--- Records for the task ---

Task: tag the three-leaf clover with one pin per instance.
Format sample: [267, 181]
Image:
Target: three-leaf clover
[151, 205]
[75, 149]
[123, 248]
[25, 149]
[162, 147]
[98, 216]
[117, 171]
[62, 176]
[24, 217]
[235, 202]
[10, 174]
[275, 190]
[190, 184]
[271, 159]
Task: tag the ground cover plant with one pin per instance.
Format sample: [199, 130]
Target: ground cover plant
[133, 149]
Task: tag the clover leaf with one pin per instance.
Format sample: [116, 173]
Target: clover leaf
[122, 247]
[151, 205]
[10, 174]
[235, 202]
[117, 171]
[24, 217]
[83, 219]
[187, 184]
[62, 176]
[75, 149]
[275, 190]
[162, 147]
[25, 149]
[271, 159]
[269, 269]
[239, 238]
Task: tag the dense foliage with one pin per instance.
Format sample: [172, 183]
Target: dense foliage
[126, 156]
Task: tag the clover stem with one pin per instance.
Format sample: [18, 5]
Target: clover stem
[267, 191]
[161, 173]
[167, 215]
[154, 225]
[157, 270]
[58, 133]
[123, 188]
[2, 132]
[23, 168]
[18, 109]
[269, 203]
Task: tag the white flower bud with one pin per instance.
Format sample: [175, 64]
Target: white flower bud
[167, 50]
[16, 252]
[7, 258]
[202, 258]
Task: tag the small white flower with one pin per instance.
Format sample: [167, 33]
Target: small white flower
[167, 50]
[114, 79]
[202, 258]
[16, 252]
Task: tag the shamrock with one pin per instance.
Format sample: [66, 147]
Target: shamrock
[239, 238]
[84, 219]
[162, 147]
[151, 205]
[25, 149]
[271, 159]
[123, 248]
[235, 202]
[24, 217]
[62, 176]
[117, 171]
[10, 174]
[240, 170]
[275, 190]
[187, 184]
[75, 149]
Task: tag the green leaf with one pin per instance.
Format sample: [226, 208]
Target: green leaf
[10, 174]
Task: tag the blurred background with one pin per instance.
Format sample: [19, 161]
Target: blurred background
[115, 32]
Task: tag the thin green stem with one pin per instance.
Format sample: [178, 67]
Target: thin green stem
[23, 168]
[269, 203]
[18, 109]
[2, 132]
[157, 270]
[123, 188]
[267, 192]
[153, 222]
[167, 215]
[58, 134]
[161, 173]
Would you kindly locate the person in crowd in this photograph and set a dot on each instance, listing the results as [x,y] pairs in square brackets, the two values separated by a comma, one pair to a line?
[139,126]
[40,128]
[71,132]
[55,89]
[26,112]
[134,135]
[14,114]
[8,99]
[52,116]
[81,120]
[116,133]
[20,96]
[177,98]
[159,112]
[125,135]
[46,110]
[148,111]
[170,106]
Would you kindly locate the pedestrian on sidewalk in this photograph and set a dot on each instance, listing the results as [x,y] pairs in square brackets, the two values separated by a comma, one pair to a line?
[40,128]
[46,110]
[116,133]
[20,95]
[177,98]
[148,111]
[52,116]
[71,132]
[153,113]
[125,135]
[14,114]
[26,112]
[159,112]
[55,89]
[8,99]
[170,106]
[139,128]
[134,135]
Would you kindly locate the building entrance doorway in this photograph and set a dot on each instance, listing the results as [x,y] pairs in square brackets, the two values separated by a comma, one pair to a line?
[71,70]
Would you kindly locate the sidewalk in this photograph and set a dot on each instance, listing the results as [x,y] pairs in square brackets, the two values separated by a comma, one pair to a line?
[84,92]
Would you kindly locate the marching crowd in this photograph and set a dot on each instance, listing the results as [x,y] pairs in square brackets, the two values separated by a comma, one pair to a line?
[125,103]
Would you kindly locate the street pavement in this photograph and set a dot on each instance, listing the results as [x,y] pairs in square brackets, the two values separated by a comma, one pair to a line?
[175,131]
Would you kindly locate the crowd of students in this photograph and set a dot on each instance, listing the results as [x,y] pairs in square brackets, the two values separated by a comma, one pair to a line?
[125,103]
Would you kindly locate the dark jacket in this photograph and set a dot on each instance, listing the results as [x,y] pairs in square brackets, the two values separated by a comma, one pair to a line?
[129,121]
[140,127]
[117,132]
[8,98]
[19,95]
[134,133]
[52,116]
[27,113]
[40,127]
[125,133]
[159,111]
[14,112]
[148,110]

---

Stated exercise: Please restate the data word for word, every record included.

Exercise output:
Task: tag the three-leaf clover with one pin per instance.
Format sample: [267, 181]
Image:
Target: three-leaf clover
[151, 205]
[75, 149]
[123, 248]
[25, 149]
[162, 147]
[98, 216]
[117, 171]
[62, 176]
[24, 217]
[235, 202]
[10, 174]
[275, 190]
[190, 184]
[271, 159]
Task: tag the ground cover plant with one pin per instance.
Format sample: [199, 130]
Target: ground cover plant
[133, 149]
Task: tag the clover leaf with one pin per instance.
Format sample: [116, 173]
Target: clover leaf
[122, 247]
[151, 205]
[10, 174]
[235, 202]
[117, 171]
[24, 217]
[83, 219]
[187, 184]
[62, 176]
[75, 149]
[275, 190]
[162, 147]
[25, 149]
[271, 159]
[269, 269]
[239, 238]
Task: tag the dense foliage with one pin per instance.
Format sample: [172, 183]
Target: dense foliage
[126, 156]
Task: tag the clover stem with one pin per instance.
Format sample: [18, 5]
Target: clover stem
[267, 191]
[161, 173]
[167, 215]
[154, 225]
[157, 270]
[58, 133]
[123, 188]
[2, 132]
[23, 168]
[18, 109]
[269, 203]
Task: tag the white flower bud with one pin per instance.
Format sample: [175, 64]
Target: white flower bud
[167, 50]
[16, 252]
[7, 258]
[202, 258]
Task: tag the small white flower with one pin per instance.
Format sample: [167, 33]
Target: small white flower
[167, 50]
[114, 79]
[202, 258]
[16, 252]
Task: tag the shamrock with one pin per instance.
Format sample: [66, 147]
Target: shamrock
[239, 238]
[84, 219]
[162, 147]
[151, 205]
[25, 149]
[271, 159]
[123, 248]
[235, 202]
[24, 217]
[62, 176]
[117, 171]
[10, 174]
[240, 170]
[275, 190]
[187, 184]
[75, 149]
Task: tag the green leaf with one pin per instance.
Format sample: [226, 208]
Target: green leaf
[10, 174]
Task: tag the blurred background with one pin per instance.
Format sample: [19, 161]
Target: blurred background
[115, 32]
Task: tag the thin green stem with one pin per instance.
Format sample: [178, 67]
Target: thin green stem
[23, 168]
[269, 203]
[18, 109]
[2, 132]
[157, 270]
[123, 188]
[267, 192]
[153, 222]
[167, 215]
[58, 134]
[161, 173]
Would you kindly locate the person in crowd in this photograph and set a dot on each instance, listing the results as [x,y] pairs in square brackets, the two values separated by a comma, one pair to a line?
[139,126]
[40,128]
[71,132]
[55,89]
[26,112]
[134,135]
[14,114]
[8,99]
[52,116]
[81,120]
[116,133]
[20,96]
[177,98]
[159,112]
[125,135]
[46,110]
[148,111]
[170,106]
Would you kindly locate the pedestrian on sidewalk in this photograph and set a dot on each instance, listing the results as [x,y] pairs in square brackets, the two values separated by a comma, one pair to a line?
[40,128]
[46,110]
[116,133]
[20,95]
[177,98]
[148,111]
[52,116]
[71,132]
[153,113]
[125,135]
[14,114]
[26,112]
[159,112]
[55,89]
[8,99]
[170,106]
[139,128]
[134,135]
Would you kindly locate the building entrance doorway in this photograph and set a dot on each instance, listing the results as [x,y] pairs in square brackets, the two values separated by a comma, one pair to a line?
[71,70]
Would you kindly locate the sidewalk in this photograph and set a dot on each instance, listing the results as [x,y] pairs in square brackets, the two values separated by a comma, one pair to a line?
[84,92]
Would you kindly locate the marching crowd in this photograph and set a dot on each instance, listing the results as [x,y] pairs in square brackets, the two values separated by a comma, one pair to a line?
[125,103]
Would you kindly locate the street pavement in this photograph and set a dot on each instance, listing the results as [x,y] pairs in square brackets, the two values separated by a comma, one pair to a line?
[175,131]
Would you kindly locate the crowd of students in this photograph and set a dot on each instance, listing the results as [x,y] pairs in square brackets, the two values separated by a comma, one pair to a line?
[125,103]
Would you kindly locate the dark jacket in this photograph and set a dot on each instance, listing the results as [x,y] pairs in square brackets, the two values separated by a comma, one pair to a line?
[129,121]
[140,127]
[117,132]
[8,98]
[19,95]
[134,133]
[52,116]
[27,113]
[40,127]
[125,133]
[159,111]
[14,112]
[148,110]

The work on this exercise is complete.